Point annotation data
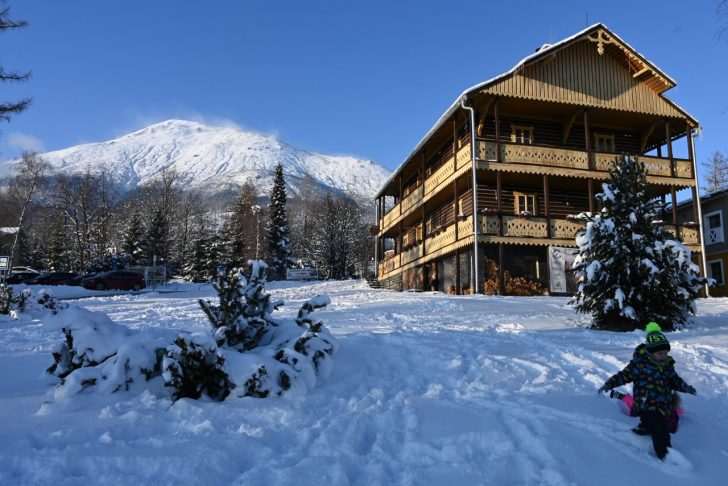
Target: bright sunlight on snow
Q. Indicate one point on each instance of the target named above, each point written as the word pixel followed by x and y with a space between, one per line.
pixel 425 389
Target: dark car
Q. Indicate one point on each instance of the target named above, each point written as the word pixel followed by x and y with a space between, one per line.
pixel 20 277
pixel 115 280
pixel 52 278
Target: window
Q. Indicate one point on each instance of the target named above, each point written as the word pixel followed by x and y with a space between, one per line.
pixel 525 204
pixel 521 134
pixel 715 270
pixel 713 224
pixel 603 142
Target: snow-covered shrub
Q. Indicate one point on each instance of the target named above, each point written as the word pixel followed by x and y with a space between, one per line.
pixel 98 352
pixel 264 356
pixel 630 270
pixel 193 366
pixel 26 301
pixel 242 317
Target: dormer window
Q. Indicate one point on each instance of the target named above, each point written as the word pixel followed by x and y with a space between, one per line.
pixel 525 204
pixel 521 134
pixel 604 142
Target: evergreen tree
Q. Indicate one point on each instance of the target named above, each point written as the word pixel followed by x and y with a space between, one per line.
pixel 278 226
pixel 156 242
pixel 7 109
pixel 716 173
pixel 133 238
pixel 631 270
pixel 241 233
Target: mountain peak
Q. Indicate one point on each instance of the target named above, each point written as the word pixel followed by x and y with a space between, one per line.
pixel 218 158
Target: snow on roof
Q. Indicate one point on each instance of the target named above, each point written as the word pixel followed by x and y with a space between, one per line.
pixel 544 50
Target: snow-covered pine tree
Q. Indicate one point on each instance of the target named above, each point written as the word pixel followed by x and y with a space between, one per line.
pixel 242 318
pixel 278 226
pixel 630 269
pixel 133 238
pixel 241 231
pixel 156 241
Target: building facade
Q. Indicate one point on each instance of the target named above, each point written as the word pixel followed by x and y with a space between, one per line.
pixel 715 236
pixel 486 202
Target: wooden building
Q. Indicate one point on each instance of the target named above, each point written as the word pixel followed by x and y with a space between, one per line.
pixel 714 207
pixel 491 187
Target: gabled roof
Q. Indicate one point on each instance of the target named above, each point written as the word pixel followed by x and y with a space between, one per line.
pixel 606 41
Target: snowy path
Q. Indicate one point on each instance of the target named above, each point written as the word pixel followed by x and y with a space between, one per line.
pixel 426 389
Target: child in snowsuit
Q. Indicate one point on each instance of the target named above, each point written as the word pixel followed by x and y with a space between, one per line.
pixel 653 377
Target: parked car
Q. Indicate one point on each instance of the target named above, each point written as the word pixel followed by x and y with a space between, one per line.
pixel 114 280
pixel 24 270
pixel 52 278
pixel 19 277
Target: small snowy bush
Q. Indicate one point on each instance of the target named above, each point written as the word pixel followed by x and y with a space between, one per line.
pixel 193 366
pixel 98 352
pixel 248 353
pixel 281 356
pixel 26 301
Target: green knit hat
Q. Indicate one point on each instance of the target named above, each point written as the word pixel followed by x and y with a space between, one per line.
pixel 656 341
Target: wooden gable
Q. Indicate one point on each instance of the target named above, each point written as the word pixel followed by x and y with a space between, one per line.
pixel 582 74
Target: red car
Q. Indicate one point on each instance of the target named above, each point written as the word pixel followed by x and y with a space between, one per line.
pixel 52 278
pixel 115 280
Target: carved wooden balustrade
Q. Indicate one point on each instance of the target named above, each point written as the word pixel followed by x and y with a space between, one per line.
pixel 411 254
pixel 531 227
pixel 388 265
pixel 563 228
pixel 688 235
pixel 440 240
pixel 412 199
pixel 489 225
pixel 440 175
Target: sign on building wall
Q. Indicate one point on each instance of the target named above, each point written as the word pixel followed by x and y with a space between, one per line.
pixel 561 260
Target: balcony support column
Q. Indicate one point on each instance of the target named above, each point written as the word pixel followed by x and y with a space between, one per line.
pixel 499 199
pixel 496 114
pixel 673 199
pixel 546 205
pixel 697 209
pixel 668 139
pixel 590 188
pixel 501 261
pixel 587 141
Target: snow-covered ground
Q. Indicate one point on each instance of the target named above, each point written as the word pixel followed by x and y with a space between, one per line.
pixel 426 389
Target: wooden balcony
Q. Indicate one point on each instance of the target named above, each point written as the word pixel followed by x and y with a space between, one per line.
pixel 688 234
pixel 390 217
pixel 411 254
pixel 578 159
pixel 440 175
pixel 529 227
pixel 440 240
pixel 412 199
pixel 535 155
pixel 562 228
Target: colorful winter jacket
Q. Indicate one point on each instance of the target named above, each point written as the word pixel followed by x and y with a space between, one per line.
pixel 652 381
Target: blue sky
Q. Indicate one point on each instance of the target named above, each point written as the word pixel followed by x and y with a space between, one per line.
pixel 339 77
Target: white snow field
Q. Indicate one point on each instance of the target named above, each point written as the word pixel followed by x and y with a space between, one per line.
pixel 426 389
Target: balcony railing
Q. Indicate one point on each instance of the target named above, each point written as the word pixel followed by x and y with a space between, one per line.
pixel 412 198
pixel 577 159
pixel 440 175
pixel 562 228
pixel 688 235
pixel 531 227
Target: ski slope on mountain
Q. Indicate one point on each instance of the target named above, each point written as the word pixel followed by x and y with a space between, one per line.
pixel 426 388
pixel 215 158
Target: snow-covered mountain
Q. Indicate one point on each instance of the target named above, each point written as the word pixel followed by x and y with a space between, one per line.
pixel 217 158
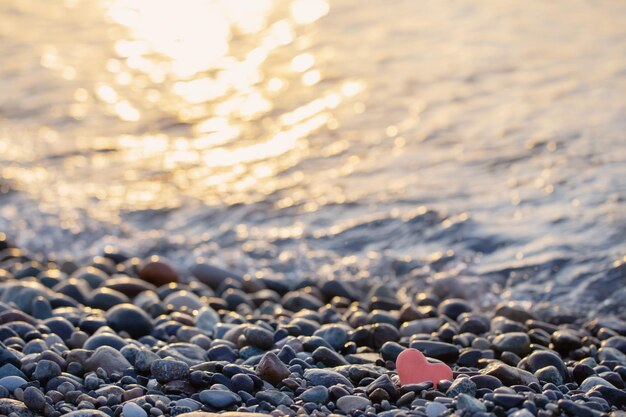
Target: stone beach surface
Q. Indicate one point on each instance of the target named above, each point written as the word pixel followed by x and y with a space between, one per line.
pixel 123 336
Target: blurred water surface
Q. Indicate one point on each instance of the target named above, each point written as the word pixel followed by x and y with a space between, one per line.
pixel 349 138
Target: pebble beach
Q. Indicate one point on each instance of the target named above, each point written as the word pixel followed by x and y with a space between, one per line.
pixel 123 336
pixel 241 208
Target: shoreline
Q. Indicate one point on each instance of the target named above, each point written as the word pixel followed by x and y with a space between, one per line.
pixel 135 338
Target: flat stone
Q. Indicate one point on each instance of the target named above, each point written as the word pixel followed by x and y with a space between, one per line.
pixel 592 381
pixel 131 319
pixel 349 403
pixel 34 399
pixel 543 358
pixel 219 398
pixel 8 407
pixel 107 358
pixel 461 386
pixel 166 370
pixel 317 394
pixel 435 409
pixel 131 409
pixel 469 404
pixel 516 342
pixel 157 272
pixel 443 351
pixel 325 377
pixel 12 382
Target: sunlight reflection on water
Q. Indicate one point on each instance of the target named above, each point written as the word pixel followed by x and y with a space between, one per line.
pixel 327 133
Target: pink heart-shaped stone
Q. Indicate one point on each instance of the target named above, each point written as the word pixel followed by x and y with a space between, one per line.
pixel 413 368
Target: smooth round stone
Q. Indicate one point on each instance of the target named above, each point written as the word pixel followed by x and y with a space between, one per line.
pixel 541 359
pixel 435 409
pixel 515 342
pixel 242 382
pixel 46 370
pixel 74 288
pixel 131 319
pixel 438 350
pixel 218 398
pixel 185 352
pixel 94 277
pixel 222 353
pixel 106 298
pixel 127 285
pixel 41 308
pixel 259 337
pixel 34 399
pixel 60 326
pixel 508 401
pixel 318 395
pixel 469 404
pixel 349 403
pixel 11 370
pixel 616 342
pixel 461 386
pixel 549 374
pixel 104 339
pixel 144 359
pixel 207 319
pixel 157 272
pixel 486 381
pixel 133 410
pixel 297 301
pixel 592 381
pixel 565 340
pixel 453 308
pixel 338 288
pixel 271 369
pixel 107 358
pixel 12 382
pixel 183 299
pixel 335 334
pixel 165 370
pixel 325 377
pixel 211 275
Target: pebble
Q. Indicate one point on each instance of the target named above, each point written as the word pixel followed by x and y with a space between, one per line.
pixel 350 403
pixel 166 370
pixel 317 394
pixel 325 377
pixel 515 342
pixel 131 409
pixel 207 319
pixel 34 399
pixel 156 346
pixel 272 369
pixel 107 358
pixel 12 382
pixel 130 319
pixel 435 409
pixel 157 272
pixel 469 404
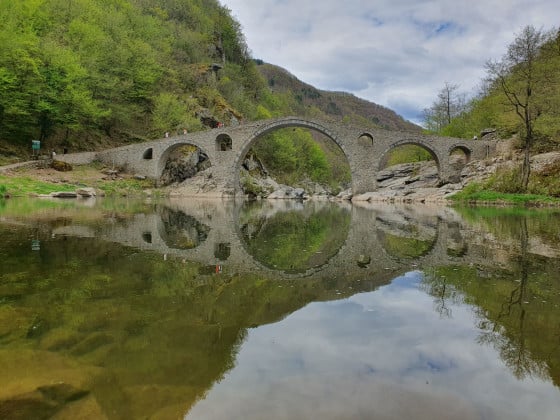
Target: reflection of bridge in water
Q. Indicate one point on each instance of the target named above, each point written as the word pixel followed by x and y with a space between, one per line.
pixel 214 238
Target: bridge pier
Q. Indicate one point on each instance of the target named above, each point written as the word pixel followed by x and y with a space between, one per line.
pixel 226 148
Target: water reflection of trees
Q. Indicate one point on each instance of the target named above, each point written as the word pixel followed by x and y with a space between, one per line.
pixel 295 240
pixel 181 231
pixel 514 306
pixel 405 238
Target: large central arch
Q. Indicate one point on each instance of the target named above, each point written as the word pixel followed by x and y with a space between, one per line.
pixel 286 123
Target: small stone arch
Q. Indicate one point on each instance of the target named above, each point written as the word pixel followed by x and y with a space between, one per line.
pixel 463 150
pixel 168 152
pixel 286 123
pixel 148 154
pixel 426 146
pixel 365 139
pixel 224 143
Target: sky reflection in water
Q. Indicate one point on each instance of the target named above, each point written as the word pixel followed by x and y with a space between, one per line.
pixel 382 354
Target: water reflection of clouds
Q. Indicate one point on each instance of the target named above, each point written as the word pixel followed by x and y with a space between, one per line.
pixel 384 354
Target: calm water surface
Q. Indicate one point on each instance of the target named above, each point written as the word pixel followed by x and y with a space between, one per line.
pixel 278 310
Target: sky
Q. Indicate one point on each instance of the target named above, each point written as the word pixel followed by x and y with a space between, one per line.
pixel 396 53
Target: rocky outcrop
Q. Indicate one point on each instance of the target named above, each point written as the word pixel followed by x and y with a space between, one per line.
pixel 184 163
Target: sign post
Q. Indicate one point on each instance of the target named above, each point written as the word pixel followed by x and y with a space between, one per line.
pixel 35 147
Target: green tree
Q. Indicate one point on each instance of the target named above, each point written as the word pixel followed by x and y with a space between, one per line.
pixel 521 78
pixel 448 105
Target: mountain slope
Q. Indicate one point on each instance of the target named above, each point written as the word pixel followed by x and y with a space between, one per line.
pixel 340 106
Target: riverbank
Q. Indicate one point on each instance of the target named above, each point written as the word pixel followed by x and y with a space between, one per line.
pixel 405 183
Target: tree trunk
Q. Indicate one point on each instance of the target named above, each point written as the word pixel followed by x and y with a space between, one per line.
pixel 525 168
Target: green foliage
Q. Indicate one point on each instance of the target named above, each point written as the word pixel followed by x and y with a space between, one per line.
pixel 73 68
pixel 478 194
pixel 534 58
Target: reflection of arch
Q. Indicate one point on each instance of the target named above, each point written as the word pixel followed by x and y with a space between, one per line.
pixel 148 154
pixel 223 143
pixel 315 260
pixel 415 142
pixel 408 247
pixel 459 156
pixel 286 123
pixel 181 231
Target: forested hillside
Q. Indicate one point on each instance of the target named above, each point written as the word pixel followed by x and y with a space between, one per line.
pixel 339 106
pixel 85 74
pixel 522 87
pixel 114 70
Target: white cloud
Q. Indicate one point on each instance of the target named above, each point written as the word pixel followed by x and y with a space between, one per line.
pixel 397 53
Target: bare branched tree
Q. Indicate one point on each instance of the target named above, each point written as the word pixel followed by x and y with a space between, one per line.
pixel 519 77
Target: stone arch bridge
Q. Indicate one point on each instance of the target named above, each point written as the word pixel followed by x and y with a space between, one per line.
pixel 226 148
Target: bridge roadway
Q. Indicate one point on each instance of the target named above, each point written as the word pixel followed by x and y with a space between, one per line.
pixel 226 148
pixel 364 241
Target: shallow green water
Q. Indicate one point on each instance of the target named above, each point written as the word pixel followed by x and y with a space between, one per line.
pixel 282 310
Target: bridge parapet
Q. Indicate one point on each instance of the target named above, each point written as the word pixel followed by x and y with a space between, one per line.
pixel 365 150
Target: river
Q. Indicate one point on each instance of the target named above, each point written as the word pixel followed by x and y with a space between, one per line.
pixel 209 309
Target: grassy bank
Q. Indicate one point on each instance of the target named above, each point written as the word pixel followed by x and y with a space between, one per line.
pixel 26 182
pixel 479 194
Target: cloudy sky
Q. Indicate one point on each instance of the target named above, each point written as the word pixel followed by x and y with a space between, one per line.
pixel 396 53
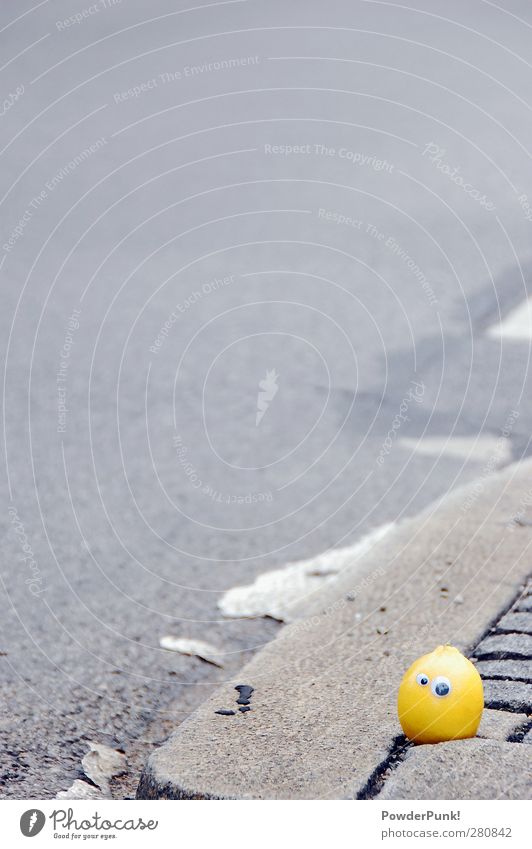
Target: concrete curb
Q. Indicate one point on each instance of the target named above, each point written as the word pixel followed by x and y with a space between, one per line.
pixel 323 721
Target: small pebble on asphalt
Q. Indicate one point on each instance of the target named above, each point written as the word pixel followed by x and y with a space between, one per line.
pixel 245 692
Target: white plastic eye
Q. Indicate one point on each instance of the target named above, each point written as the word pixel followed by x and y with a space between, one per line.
pixel 441 686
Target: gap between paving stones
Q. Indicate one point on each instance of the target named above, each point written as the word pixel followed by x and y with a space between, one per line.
pixel 323 723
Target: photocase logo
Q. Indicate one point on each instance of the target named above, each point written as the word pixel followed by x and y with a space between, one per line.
pixel 269 389
pixel 32 822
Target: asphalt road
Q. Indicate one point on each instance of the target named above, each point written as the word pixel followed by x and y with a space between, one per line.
pixel 330 199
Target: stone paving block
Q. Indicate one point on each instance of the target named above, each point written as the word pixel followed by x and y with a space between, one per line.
pixel 462 769
pixel 520 623
pixel 514 670
pixel 500 724
pixel 508 695
pixel 505 645
pixel 323 715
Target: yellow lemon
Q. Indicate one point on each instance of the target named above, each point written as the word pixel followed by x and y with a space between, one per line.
pixel 440 698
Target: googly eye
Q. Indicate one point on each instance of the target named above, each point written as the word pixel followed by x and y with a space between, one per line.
pixel 441 686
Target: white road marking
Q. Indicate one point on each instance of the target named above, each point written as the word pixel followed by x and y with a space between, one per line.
pixel 516 325
pixel 495 450
pixel 274 593
pixel 194 648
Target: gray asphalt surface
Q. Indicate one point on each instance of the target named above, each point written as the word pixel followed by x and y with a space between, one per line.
pixel 192 198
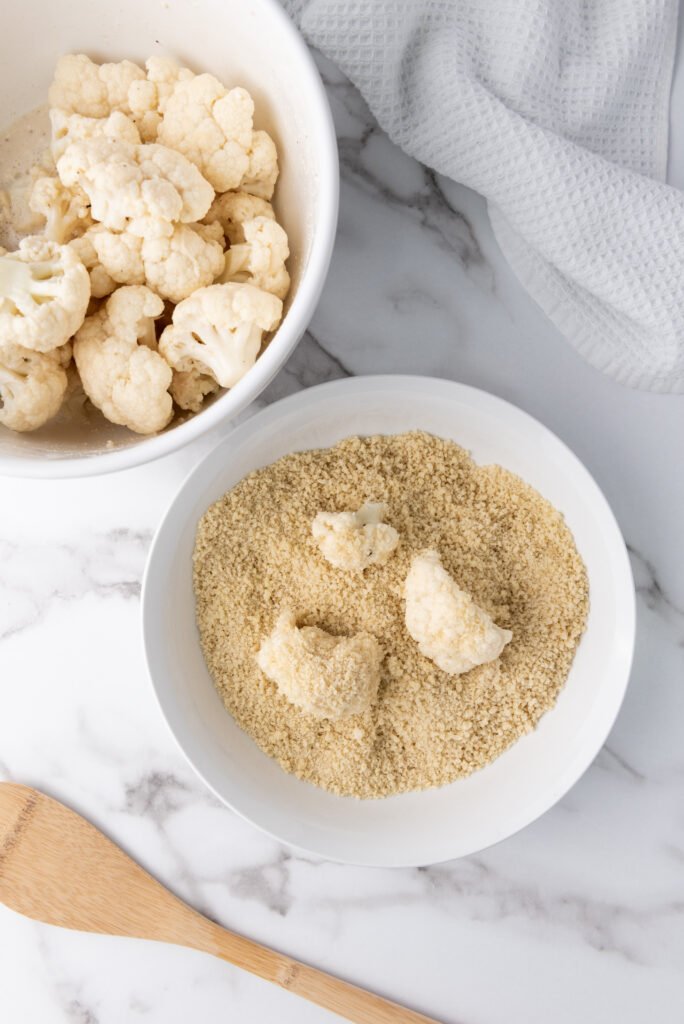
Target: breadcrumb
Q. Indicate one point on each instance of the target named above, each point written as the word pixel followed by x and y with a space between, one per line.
pixel 445 623
pixel 355 540
pixel 504 544
pixel 326 676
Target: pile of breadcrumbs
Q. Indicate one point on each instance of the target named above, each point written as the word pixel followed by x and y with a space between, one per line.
pixel 499 539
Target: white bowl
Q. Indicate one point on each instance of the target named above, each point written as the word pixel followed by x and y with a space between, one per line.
pixel 247 42
pixel 417 827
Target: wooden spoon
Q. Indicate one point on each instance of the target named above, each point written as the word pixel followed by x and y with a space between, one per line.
pixel 56 867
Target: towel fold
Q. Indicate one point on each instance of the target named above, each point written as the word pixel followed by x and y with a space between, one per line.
pixel 555 111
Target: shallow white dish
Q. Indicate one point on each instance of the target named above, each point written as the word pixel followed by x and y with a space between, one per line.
pixel 244 42
pixel 435 824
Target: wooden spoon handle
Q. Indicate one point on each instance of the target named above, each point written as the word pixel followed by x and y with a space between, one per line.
pixel 316 986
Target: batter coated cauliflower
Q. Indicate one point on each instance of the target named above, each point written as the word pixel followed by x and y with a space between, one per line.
pixel 142 188
pixel 260 258
pixel 101 284
pixel 121 372
pixel 92 90
pixel 32 386
pixel 67 211
pixel 212 127
pixel 147 97
pixel 231 210
pixel 44 294
pixel 353 541
pixel 173 265
pixel 324 675
pixel 189 388
pixel 218 330
pixel 70 128
pixel 447 626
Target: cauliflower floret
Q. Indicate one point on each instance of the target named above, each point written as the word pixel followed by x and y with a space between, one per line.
pixel 147 98
pixel 445 623
pixel 44 294
pixel 231 210
pixel 142 188
pixel 260 258
pixel 93 90
pixel 212 127
pixel 353 541
pixel 189 388
pixel 69 128
pixel 173 266
pixel 67 211
pixel 261 173
pixel 326 676
pixel 100 282
pixel 32 385
pixel 218 330
pixel 121 372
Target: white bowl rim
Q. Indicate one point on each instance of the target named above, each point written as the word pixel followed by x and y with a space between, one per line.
pixel 584 756
pixel 280 349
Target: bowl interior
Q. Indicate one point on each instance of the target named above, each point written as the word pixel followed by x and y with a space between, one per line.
pixel 418 827
pixel 246 42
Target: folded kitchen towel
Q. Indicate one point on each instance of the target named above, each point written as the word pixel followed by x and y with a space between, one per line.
pixel 556 111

## Problem to work on
Can you rewrite the data starting at the line that has "Target: wooden balcony" and ending after the line that has "pixel 652 381", switching "Indicate" to "Mark" and keeping everything else the same?

## Exercise solution
Target: wooden balcony
Q. Mark one point on each instance of the target named above, each point written as the word pixel followed by x and y with a space between, one per line.
pixel 688 234
pixel 390 217
pixel 411 254
pixel 578 159
pixel 440 175
pixel 529 227
pixel 440 240
pixel 412 199
pixel 535 155
pixel 562 228
Target: colorful winter jacket
Q. Mark one point on each instance of the target named above, each point written as the word pixel followed by x and y with a space between, one per line.
pixel 652 381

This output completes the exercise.